▶ _The problem_:
Copy all the lines of the data that include the word "metal".

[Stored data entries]

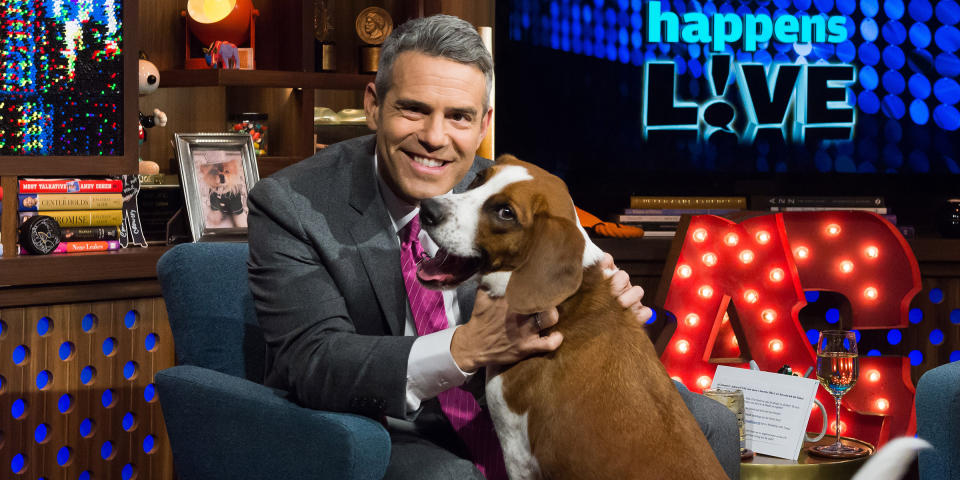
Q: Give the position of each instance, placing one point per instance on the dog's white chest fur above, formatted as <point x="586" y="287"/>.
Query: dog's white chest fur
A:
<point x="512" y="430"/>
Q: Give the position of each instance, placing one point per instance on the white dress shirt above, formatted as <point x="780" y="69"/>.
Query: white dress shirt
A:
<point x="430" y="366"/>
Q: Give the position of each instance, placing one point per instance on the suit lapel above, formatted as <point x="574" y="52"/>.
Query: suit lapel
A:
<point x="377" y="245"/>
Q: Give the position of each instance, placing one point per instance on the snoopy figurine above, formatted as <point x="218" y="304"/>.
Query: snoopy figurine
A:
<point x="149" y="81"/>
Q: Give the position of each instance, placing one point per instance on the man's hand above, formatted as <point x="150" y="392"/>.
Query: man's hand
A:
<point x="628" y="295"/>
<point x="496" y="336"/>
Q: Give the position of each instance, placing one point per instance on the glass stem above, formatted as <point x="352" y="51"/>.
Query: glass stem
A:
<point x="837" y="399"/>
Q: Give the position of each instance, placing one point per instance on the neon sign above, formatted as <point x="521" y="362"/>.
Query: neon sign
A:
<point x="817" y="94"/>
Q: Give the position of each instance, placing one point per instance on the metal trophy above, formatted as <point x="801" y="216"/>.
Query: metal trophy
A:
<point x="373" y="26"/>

...

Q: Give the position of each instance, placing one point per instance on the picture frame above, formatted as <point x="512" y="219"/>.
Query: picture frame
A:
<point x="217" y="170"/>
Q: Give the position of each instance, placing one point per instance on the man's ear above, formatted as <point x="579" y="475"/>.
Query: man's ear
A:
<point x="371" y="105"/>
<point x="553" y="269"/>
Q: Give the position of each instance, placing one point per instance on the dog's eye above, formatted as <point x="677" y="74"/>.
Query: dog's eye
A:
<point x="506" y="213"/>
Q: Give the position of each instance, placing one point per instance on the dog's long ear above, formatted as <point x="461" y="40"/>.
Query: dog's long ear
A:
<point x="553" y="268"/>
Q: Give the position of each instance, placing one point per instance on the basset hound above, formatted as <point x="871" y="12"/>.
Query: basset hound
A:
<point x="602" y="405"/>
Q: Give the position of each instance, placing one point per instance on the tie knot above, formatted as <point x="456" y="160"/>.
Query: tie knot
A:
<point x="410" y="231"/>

▶ _Solved exercise_:
Q: Give the position of each instance, placing one point per instance on the metal trophy above, formatted as <point x="801" y="216"/>.
Query: metal trophy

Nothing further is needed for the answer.